Then you need to find out what happens, if you go along a little circle around a potential ramification point; if the $n$ values of $f$ get permuted, you have a true ramification point, and we need to know the permutation. See e.g. here how to do it quickly using Puisseaux series. In your case, $z(z^2+1)$ has a 1st order zero at $z=0,\pm i$, a 3dr order pole at $z=\infty$, so the two values of $f$ get permuted. So we have ramification at all $4$ points. (the same for $g$)

The final step can be more difficult. We need to choose branch cuts (non-intersecting curves connecting the branch points) in such a way that there is no nontrivial permutation of the values of $f$ (monodromy) if you move along a closed curve avoiding the branch cuts. A sure way is to connect $P_1$ to $P_2$, $P_2$ to $P_3$, ... , $P_{k-1}$ to $P_k$ (where $P_i$'s are the ramification points), as then the sphere minus the cuts is 1-connected, homeomorphic to a disc. Then you have $n$ discs flying over this disc, and you need to gue them together using the permutations you found before.

DATA RECORDS »
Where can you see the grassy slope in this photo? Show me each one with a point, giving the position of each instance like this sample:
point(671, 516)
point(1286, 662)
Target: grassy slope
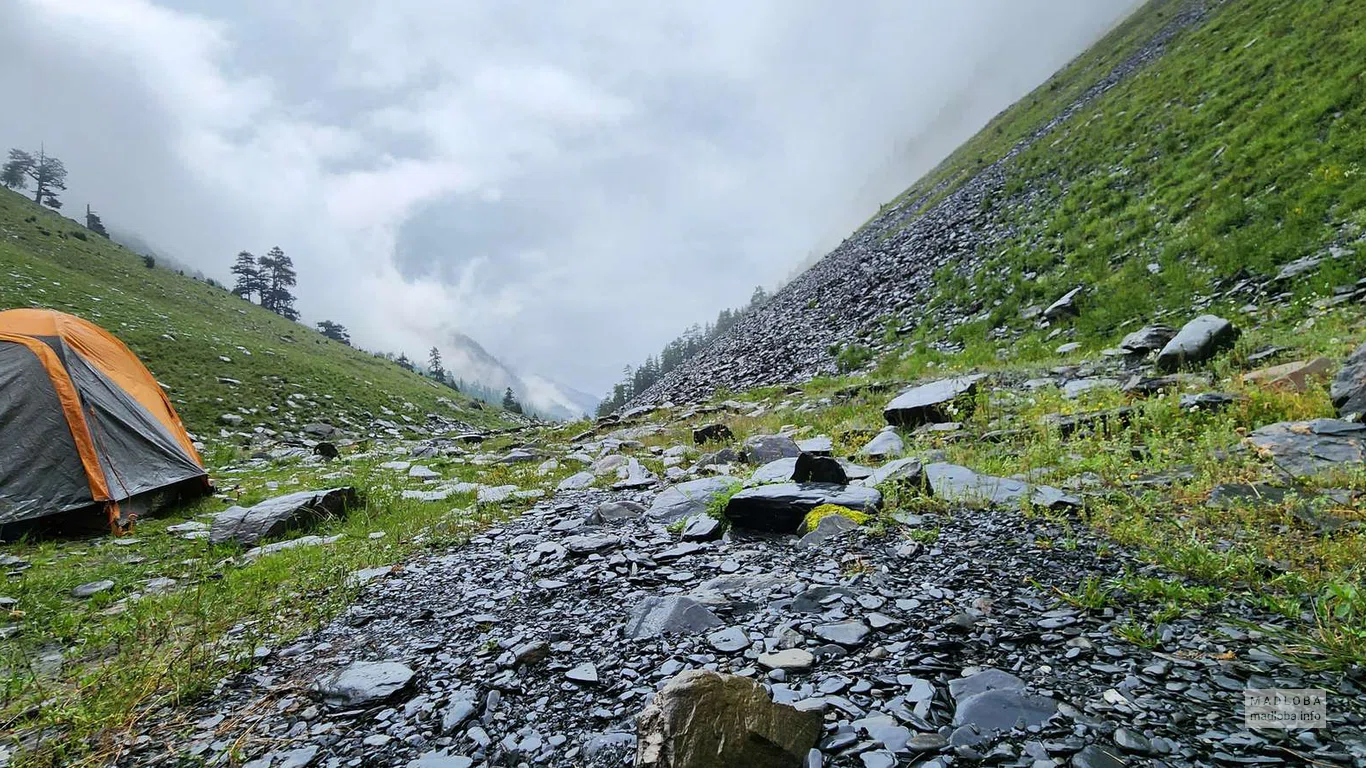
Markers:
point(44, 264)
point(1238, 151)
point(1040, 105)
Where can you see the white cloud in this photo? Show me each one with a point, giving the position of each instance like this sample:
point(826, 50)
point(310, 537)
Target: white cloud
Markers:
point(570, 183)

EXERCISE INSTRUCTIONS »
1 - From the text on branch cuts, extract the passage from "Then you need" up to and including "same for $g$)".
2 - Decide whether each statement below agrees with the text on branch cuts. Answer yes or no for each and quote the words from the text that decide it.
(a) Branch cuts are described as non-intersecting curves that connect the branch points.
(b) In the case discussed, ramification occurs at only two of the points.
(c) Connecting the ramification points one after another leaves the sphere minus the cuts homeomorphic to a disc.

RESPONSES IN ORDER »
1 -
Then you need to find out what happens, if you go along a little circle around a potential ramification point; if the $n$ values of $f$ get permuted, you have a true ramification point, and we need to know the permutation. See e.g. here how to do it quickly using Puisseaux series. In your case, $z(z^2+1)$ has a 1st order zero at $z=0,\pm i$, a 3dr order pole at $z=\infty$, so the two values of $f$ get permuted. So we have ramification at all $4$ points. (the same for $g$)

2 -
(a) Yes: "We need to choose branch cuts (non-intersecting curves connecting the branch points)"
(b) No: "So we have ramification at all $4$ points."
(c) Yes: "as then the sphere minus the cuts is 1-connected, homeomorphic to a disc."